• ENUNCIADO A:
Reescreva de forma mais concisa o parágrafo do extrato que começa com "Quem convive com a Esclerose Múltipla", preservando suas informações principais.
• ENUNCIADO B:
Reproduza tudo o que vai de "Primária Progressiva –" até "com surtos ocasionais." no extrato, trocando "surtos" por "crises".

• EXTRATO:
TIPOS DE PROGRESSÃO DA ESCLEROSE MÚLTIPLA

Recidivante Remitente – surtos imprevisíveis que podem ou não deixar marcas permanentes ou seguidos de períodos de remissão;

Secundária Progressiva – inicialmente EM Recidivante Remitente que entra subitamente em declínio sem períodos de remissão;

Primária Progressiva – aumento estável de degenerência sem surtos;

Primária Recidivante – progressão continua desde o aparecimento, mas com surtos ocasionais.

VIVENDO COM A ESCLEROSE MÚLTIPLA

Quem convive com a Esclerose Múltipla sofre com diversos pré-conceitos que envolvem a doença. A maioria da população acredita erroneamente, por exemplo, que esclerosado é alguém com problemas mentais e que receber esse diagnóstico significa aguardar a morte, que virá logo.

No entanto, quem tem Esclerose Múltipla vive normalmente e, por muitas vezes, passa dias sem lembrar que tem a doença. O corretor de imóveis Maurício De Césaro, 29 anos, confessa que a diferença após o diagnóstico, recebido no ano de 2012, é que agora ela  precisa cuidar mais da saúde. Em seu primeiro surto, Maurício perdeu temporariamente a visão de um olho, que recuperou depois do tratamento.

“Eu nunca cuidei muito da minha saúde até receber o diagnóstico. Dieta totalmente desregrada, sem atividade física, poucas horas de sono e consumo de álcool em exagero em alguns finais de semana. Como diz o Dr. Lair Ribeiro: Se você não tem tempo pra cuidar da sua saúde, um dia terá que encontrar tempo pra cuidar de sua doença e hoje eu cuido dela e vivo bem”, conta.

Para o jovem, a maior dificuldade é reprogramar a vida. Já que ao receber o diagnóstico o peso de ainda ter pouca informação sobre a doença torna as coisas mais difíceis.

“Assim como eu não sabia, a população ainda desconhece o que esta doença causa. Esclerose Múltipla não causa demência nem é doença de louco, não é contagiosa e não é doença de velhos (-Aquele velho Esclerosado). Não tem nada a ver! Atualmente a medicina está muito desenvolvida e a cada ano novos tratamentos surgem para que os pacientes possam ter cada vez mais qualidade de vida”, desabafa.

• TRECHO DO MATERIAL:
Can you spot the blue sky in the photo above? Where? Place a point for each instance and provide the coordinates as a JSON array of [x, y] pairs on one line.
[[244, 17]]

• RESOLUÇÃO A:
Pessoas com Esclerose Múltipla enfrentam diversos preconceitos ligados à doença. A maior parte da população crê, equivocadamente, que o esclerosado tem problemas mentais e que o diagnóstico significa esperar uma morte próxima.

• RESOLUÇÃO B:
Primária Progressiva – aumento estável de degenerência sem crises;

Primária Recidivante – progressão continua desde o aparecimento, mas com crises ocasionais.